=== Exercise goal ===
State how many lines of the records below contain the word "woman", and reply with that number alone.

=== Data supplied ===
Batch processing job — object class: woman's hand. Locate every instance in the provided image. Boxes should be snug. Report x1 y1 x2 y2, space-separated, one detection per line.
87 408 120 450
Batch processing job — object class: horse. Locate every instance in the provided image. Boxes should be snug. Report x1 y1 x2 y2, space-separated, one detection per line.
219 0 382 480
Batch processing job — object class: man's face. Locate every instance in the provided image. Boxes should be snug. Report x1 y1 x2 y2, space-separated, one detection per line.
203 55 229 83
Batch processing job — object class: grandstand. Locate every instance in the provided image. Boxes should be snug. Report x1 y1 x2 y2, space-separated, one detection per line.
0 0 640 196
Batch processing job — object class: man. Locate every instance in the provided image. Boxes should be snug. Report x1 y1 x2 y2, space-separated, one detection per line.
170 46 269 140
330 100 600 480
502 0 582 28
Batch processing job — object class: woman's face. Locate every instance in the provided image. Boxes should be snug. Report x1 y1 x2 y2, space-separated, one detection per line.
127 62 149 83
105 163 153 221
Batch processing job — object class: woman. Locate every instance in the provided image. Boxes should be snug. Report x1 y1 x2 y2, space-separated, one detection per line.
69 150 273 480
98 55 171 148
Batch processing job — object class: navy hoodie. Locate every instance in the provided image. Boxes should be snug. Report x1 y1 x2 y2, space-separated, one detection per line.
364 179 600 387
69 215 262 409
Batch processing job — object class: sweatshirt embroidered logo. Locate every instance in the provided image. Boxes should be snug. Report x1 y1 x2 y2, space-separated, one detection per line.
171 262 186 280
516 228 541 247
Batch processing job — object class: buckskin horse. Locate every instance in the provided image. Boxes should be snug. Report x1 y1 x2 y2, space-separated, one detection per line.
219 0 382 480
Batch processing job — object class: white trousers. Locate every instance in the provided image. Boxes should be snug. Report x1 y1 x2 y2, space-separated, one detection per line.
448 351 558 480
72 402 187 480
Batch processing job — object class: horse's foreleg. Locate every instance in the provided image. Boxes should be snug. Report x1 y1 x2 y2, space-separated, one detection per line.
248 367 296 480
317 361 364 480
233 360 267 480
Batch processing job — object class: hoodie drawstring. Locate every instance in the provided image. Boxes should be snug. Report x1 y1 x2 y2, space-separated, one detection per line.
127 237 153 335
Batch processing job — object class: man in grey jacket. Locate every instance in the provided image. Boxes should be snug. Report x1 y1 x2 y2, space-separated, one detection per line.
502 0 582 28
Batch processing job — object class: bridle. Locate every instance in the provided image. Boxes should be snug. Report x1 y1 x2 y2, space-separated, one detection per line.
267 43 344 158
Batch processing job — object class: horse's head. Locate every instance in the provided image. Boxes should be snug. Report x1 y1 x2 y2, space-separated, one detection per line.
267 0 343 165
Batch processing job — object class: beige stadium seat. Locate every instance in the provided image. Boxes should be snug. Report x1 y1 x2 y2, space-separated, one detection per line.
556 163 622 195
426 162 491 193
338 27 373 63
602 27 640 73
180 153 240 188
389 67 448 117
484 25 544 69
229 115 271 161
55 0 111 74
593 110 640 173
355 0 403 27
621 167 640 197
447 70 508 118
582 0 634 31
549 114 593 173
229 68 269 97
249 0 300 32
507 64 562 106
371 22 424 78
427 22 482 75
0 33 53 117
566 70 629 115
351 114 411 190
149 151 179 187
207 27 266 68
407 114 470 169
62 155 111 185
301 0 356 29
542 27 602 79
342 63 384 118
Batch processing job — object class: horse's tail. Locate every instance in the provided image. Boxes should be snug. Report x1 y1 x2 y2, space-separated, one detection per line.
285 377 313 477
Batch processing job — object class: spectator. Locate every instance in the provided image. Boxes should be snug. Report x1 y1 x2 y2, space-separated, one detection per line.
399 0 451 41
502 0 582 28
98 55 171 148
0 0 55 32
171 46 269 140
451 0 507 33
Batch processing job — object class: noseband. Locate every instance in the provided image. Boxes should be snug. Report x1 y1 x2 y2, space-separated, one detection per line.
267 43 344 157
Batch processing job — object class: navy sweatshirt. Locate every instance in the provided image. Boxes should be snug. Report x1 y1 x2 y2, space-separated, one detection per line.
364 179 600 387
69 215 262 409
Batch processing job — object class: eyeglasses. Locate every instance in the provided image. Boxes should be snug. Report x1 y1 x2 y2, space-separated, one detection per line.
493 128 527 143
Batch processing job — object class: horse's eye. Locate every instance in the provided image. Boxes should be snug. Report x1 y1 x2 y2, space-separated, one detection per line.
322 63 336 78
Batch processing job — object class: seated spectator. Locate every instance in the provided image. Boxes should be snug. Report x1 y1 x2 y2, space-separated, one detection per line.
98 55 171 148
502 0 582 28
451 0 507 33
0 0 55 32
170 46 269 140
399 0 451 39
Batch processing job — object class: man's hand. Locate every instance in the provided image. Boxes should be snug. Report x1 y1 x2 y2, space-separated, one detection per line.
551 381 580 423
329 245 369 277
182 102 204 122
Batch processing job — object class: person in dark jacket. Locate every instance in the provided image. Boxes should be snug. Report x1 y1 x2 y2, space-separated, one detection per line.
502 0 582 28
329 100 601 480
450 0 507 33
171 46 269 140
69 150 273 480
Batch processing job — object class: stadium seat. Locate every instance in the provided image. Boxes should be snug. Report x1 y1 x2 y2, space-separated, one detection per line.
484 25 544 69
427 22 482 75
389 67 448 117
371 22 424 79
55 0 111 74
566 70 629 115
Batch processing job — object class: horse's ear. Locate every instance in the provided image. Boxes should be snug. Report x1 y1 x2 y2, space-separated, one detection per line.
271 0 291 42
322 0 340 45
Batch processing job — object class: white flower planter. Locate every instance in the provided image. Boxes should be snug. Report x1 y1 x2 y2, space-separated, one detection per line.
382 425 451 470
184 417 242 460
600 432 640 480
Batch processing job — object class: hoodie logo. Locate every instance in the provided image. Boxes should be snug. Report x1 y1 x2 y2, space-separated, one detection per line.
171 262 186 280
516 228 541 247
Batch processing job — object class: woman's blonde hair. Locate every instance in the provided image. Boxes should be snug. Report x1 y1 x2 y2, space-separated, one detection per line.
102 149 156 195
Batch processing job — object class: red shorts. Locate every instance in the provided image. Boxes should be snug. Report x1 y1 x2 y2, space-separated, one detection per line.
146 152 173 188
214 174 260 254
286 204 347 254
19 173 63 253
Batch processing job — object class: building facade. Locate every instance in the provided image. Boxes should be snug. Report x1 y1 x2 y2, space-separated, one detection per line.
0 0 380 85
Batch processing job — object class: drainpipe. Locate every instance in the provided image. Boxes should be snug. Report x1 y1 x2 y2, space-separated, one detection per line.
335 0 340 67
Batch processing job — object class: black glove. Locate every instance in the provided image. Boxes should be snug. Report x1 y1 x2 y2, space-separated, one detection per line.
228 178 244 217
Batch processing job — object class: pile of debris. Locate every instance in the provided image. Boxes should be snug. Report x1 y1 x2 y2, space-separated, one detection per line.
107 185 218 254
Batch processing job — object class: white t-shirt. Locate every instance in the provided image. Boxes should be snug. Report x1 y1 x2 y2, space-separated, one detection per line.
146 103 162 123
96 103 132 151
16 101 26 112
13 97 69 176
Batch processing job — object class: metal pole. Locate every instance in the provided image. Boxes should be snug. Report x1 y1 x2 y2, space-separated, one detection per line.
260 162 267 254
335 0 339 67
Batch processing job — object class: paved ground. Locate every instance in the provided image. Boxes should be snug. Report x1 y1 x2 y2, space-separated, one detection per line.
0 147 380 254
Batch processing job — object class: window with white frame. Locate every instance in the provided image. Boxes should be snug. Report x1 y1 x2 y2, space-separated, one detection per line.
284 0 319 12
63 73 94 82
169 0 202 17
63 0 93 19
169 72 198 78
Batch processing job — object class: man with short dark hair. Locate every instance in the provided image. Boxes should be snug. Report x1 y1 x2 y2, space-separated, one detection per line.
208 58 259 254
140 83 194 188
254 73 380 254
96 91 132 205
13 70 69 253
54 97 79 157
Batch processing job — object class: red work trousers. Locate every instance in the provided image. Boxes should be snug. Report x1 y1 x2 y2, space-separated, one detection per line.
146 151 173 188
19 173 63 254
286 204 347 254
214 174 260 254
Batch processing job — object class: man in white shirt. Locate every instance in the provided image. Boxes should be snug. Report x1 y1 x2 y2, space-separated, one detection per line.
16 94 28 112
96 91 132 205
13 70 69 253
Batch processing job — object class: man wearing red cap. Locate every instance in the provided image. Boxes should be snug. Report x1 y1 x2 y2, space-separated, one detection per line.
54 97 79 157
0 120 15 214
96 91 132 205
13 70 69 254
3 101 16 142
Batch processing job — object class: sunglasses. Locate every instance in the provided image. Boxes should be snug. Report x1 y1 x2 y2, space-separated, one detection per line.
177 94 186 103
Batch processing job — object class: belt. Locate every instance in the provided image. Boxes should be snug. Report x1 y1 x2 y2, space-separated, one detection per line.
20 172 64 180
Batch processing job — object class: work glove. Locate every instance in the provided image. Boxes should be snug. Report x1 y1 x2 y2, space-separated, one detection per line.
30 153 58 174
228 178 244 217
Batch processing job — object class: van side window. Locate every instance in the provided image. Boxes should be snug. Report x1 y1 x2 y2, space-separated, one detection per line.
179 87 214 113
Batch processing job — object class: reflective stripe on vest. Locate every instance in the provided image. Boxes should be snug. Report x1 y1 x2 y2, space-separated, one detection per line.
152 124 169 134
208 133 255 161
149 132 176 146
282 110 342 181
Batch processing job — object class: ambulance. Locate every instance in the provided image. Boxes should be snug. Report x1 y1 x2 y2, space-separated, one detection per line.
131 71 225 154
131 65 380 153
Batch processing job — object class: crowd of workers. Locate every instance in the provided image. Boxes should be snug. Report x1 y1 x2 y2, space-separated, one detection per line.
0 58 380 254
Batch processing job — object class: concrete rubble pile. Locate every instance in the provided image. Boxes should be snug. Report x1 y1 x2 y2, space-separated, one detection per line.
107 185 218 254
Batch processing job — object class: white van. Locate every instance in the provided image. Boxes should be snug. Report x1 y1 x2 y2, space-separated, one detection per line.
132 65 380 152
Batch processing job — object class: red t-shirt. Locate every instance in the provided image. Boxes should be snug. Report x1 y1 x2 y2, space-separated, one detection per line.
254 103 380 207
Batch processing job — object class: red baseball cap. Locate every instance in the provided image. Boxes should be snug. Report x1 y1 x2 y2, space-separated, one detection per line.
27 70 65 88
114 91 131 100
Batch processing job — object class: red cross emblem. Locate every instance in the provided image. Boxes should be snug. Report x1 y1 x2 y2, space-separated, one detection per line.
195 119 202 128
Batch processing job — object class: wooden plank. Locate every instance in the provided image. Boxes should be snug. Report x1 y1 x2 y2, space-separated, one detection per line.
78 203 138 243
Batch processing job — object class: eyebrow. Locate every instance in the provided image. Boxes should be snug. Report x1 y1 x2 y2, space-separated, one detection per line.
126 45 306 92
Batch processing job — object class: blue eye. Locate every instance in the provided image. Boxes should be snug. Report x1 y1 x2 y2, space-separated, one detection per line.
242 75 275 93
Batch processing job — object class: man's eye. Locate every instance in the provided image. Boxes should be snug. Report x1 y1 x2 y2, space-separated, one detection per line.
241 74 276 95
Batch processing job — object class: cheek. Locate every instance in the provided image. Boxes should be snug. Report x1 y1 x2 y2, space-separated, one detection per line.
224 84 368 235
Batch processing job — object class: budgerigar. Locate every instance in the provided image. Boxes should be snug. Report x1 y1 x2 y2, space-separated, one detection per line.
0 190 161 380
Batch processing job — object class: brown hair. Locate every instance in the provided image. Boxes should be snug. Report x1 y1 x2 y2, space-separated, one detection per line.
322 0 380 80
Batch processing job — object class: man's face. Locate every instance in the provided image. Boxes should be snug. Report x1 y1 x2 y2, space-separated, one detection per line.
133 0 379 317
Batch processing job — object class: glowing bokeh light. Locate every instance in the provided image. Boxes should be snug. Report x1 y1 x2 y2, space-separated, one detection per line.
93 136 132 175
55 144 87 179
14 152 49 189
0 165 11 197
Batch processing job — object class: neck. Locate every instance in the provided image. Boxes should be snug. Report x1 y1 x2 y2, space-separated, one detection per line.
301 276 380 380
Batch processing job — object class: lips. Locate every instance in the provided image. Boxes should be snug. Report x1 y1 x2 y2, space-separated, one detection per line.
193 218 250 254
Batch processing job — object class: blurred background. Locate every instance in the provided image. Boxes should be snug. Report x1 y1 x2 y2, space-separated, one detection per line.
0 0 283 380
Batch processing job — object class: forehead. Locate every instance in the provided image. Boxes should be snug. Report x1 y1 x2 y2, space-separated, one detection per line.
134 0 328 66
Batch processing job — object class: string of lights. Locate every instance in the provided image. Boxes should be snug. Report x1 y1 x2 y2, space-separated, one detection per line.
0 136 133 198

=== Output of the task ===
4